=== Challenge ===
Can you copy the Kansas reflection, starting at "My purpose here" and ending at "know yet how.", but swap "Great Bend" for "Salina"?

I am in Kansas now, like some through-the-looking-glass Dorothy, where left is right, and I know this isn’t home but my fleeting, exhausting, ruthless and wind-blown fairy tale, and soon an airplane-shaped tornado will carry back home the little old me, just the same as I was and yet not the same. Because I’ve been taken to Kansas on the wings of its wind, and now my skin is sun-burned and my heart is forever wind-blown, and part of it flies over the Great Plains, God only knows where. On the Kansas wind.
My purpose here has been to help some Dominican Sisters run a summer day camp for 8-11-year-old children on their farm. I’ve been here just more than a week, and I’ll be nearby one week more, but I came to spend one week working and one week praying in silent retreat, and today is the time to change from one to the next. So tomorrow I’ll be leaving the farm that has become Kansas to me and going to Great Bend, where Kansas is different, I don’t know yet how.
I don’t want to analyze this time or this place. Maybe not yet. I want to tell you — a few things only. And I want to show you a few things. They are images stilled with my cell phone camera — a hint of a world I cannot capture, cannot explain, cannot deliver. I cannot turn the wind in your direction and ask it to bring you the breath of Kansas. So I bring you this:
The space. You cannot envision the space of the Great Plains unless you have been here — not even if you are a sailor. The ocean’s vastness is different, framed by the softened horizons where the sky and the sea merge with each other in an embrace of haze. The planet on the water is round. Not here. You don’t understand the flatness of land until you come here and step onto it and trace it with your eyes all the way to the line of horizon so frighteningly sharp that it seems to have been cut with an enormous, gnostic razor of some mad demiurge. At night, do not be deceived by the few lonely lights just because you can see them: they may be many, many miles away along the flat land, on the receding line.

=== Data lines ===
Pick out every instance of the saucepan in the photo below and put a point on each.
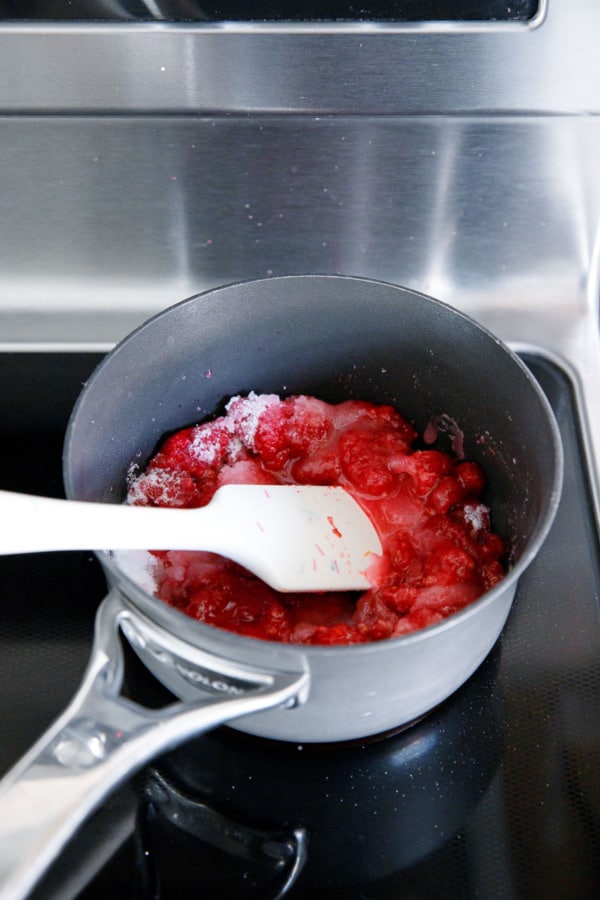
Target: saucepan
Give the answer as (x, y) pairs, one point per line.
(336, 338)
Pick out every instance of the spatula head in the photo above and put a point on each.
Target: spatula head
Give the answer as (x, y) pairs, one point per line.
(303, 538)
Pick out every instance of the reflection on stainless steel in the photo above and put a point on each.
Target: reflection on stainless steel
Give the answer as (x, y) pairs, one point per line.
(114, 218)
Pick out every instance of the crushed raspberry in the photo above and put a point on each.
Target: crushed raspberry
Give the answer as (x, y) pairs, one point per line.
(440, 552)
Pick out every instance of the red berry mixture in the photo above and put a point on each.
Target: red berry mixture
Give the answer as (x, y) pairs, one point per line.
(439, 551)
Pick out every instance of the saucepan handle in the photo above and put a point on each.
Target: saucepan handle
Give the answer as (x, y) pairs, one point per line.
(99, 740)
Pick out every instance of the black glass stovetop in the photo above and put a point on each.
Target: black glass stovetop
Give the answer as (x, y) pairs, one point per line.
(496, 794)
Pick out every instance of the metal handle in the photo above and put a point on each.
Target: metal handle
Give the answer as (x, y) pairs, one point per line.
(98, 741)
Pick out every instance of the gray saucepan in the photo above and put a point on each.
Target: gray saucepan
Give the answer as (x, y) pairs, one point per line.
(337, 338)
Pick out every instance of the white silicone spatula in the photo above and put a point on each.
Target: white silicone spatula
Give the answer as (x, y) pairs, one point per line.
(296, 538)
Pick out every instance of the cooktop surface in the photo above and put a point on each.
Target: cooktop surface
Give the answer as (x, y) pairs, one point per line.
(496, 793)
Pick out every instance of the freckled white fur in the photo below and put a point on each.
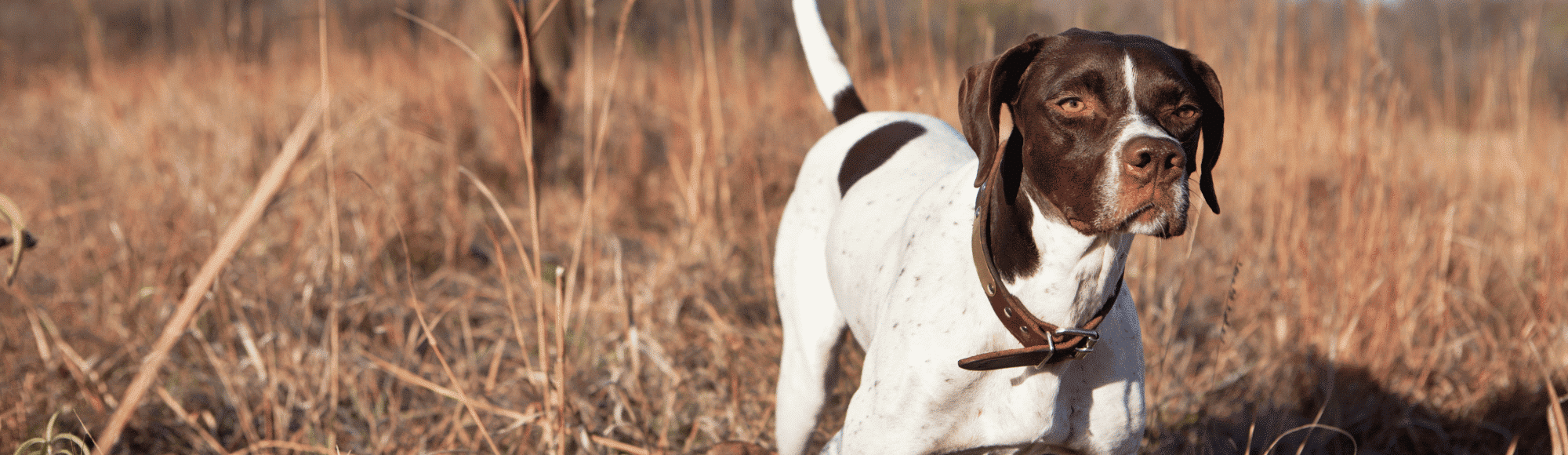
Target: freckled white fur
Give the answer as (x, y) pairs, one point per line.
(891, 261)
...
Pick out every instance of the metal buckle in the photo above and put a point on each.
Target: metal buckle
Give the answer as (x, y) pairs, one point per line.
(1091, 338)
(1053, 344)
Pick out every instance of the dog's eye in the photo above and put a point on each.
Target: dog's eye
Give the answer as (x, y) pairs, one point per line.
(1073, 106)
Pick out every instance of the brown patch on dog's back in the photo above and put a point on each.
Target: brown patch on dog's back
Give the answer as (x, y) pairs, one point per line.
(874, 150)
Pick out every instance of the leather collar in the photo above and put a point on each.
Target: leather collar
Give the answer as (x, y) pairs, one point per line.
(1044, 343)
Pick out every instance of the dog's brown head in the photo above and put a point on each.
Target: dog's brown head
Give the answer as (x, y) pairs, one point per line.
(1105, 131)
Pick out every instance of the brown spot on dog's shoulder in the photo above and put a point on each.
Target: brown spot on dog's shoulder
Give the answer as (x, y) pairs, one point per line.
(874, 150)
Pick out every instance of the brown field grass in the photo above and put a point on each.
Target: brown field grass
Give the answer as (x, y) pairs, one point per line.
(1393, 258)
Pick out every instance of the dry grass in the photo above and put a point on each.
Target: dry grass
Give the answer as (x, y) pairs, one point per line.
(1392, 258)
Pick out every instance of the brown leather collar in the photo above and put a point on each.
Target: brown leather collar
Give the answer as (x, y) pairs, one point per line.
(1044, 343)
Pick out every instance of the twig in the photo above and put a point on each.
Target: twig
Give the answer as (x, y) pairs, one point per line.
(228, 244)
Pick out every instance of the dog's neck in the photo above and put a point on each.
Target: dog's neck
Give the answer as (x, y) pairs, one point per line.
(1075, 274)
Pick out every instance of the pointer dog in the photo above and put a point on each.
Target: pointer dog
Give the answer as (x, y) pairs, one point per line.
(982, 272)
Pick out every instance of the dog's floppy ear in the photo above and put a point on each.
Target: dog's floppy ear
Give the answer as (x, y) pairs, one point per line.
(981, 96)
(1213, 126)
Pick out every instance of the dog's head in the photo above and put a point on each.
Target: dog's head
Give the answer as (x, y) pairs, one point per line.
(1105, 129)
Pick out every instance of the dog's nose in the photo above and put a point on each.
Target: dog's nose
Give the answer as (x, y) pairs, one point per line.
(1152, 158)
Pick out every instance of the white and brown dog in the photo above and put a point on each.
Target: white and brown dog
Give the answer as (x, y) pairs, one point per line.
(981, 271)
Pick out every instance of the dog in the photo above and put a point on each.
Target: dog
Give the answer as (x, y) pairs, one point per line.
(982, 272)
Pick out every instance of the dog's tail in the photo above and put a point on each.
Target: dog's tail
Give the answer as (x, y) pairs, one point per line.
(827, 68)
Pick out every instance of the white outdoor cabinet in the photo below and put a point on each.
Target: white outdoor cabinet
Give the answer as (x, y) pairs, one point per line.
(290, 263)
--
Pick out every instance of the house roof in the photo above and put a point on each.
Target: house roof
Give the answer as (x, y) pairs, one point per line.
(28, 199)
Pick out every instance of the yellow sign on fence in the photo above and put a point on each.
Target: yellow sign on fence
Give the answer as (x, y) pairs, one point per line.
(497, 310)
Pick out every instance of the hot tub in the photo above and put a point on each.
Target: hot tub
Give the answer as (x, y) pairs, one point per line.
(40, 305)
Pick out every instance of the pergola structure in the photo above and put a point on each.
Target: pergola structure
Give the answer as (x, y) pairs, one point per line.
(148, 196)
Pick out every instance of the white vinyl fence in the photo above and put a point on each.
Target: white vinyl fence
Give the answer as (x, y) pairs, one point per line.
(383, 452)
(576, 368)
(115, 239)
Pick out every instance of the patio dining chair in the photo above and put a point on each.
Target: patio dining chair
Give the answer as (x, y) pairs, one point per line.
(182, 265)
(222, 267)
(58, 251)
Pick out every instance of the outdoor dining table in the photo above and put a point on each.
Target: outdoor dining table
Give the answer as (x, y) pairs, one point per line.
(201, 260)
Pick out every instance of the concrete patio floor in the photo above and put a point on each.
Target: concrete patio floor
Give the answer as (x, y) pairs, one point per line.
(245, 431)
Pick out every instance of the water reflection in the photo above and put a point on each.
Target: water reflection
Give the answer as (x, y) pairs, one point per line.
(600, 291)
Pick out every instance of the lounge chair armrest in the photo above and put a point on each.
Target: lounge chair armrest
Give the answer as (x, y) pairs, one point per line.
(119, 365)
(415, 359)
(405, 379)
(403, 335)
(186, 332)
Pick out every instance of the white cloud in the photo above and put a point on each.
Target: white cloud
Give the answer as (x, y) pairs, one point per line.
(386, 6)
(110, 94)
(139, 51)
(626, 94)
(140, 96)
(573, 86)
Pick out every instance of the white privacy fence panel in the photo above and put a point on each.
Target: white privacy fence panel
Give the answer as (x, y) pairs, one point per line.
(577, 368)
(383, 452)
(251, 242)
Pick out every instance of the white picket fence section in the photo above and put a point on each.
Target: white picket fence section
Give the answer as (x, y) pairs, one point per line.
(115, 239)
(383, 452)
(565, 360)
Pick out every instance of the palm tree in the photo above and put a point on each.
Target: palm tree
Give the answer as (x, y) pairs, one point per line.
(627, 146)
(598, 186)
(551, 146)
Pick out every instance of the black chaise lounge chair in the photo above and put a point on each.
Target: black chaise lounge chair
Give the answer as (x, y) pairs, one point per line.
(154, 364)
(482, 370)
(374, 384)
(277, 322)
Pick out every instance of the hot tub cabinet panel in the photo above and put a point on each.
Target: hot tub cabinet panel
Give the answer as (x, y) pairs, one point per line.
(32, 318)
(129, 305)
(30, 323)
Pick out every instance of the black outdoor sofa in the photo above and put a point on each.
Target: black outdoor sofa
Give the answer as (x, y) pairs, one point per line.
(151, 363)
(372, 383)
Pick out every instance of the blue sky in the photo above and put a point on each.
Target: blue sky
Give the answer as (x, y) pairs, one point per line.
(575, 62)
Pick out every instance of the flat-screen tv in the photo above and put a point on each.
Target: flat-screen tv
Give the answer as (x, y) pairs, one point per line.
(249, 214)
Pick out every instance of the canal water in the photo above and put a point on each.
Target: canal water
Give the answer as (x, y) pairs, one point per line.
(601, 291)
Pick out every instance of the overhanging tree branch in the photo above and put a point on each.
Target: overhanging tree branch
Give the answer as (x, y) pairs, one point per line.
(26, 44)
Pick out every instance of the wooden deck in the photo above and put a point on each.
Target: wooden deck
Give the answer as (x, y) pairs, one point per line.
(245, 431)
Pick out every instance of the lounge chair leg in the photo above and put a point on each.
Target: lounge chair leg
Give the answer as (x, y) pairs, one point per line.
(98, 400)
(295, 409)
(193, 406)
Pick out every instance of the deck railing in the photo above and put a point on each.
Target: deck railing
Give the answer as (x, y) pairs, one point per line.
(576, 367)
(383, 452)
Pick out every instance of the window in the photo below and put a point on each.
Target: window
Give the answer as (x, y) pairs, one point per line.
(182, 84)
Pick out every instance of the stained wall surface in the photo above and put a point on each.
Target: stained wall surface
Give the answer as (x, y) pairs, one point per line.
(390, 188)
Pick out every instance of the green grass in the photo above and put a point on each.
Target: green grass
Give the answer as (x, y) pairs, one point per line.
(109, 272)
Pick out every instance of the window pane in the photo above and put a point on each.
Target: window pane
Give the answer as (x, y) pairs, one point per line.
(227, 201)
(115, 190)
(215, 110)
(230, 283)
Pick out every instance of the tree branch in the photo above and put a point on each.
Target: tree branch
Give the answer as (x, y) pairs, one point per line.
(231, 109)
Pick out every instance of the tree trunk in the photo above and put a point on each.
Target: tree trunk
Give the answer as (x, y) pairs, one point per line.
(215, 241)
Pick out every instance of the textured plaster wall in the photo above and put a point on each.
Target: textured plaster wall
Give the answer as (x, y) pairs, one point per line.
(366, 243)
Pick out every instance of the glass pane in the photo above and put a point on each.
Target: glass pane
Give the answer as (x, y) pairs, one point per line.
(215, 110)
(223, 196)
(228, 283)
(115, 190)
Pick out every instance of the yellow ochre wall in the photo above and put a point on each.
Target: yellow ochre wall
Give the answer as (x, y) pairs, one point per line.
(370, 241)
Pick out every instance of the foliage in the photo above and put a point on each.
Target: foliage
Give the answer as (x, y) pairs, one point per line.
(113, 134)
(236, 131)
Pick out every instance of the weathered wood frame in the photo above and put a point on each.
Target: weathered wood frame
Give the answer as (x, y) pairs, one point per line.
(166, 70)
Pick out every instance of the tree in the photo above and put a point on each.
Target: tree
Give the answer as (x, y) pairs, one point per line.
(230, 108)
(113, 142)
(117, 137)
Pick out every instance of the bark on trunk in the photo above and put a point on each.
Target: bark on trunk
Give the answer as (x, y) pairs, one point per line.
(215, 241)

=== Output below ===
My purpose here has been to help some Dominican Sisters run a summer day camp for 8-11-year-old children on their farm. I’ve been here just more than a week, and I’ll be nearby one week more, but I came to spend one week working and one week praying in silent retreat, and today is the time to change from one to the next. So tomorrow I’ll be leaving the farm that has become Kansas to me and going to Salina, where Kansas is different, I don’t know yet how.